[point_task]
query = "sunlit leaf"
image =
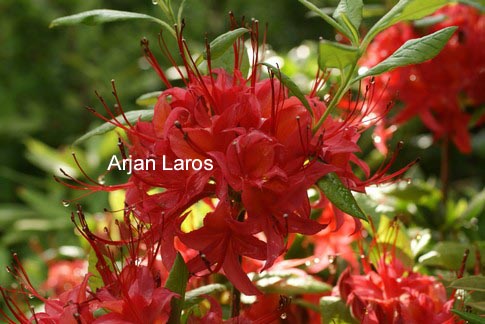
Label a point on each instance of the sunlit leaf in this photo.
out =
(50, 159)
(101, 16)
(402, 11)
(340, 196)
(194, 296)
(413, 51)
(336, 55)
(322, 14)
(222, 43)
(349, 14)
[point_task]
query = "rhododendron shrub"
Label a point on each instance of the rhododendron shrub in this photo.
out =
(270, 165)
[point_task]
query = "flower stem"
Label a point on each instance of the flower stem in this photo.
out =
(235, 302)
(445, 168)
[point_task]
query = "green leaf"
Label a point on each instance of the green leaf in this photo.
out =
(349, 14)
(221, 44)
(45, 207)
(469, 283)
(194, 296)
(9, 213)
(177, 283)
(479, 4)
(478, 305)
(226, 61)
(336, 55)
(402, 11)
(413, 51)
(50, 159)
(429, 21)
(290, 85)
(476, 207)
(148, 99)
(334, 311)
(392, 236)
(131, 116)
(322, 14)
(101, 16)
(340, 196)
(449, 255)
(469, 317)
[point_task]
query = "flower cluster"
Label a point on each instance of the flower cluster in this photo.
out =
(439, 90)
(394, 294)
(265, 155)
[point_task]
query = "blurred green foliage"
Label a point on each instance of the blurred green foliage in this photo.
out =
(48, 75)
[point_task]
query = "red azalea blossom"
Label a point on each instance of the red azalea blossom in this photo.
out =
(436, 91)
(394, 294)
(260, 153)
● ● ● ●
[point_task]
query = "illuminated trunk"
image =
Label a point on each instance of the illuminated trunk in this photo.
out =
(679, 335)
● ● ● ●
In the listing above, each line with the word "this" is to be copied out.

Label a point on each instance of the sunlit leaf in this photo.
Label a point on each instance of the rhododendron shrub in this photo.
Label a point on each instance of the flower stem in this photo.
Label a point on each instance of the green leaf in this photo.
Label a point on each instance of the flower cluster in this photo.
Label a point on each instance of the blurred green foliage in this photo.
Label a point on each instance of the red azalea blossom in this photo.
Label a point on each instance of the illuminated trunk in this photo.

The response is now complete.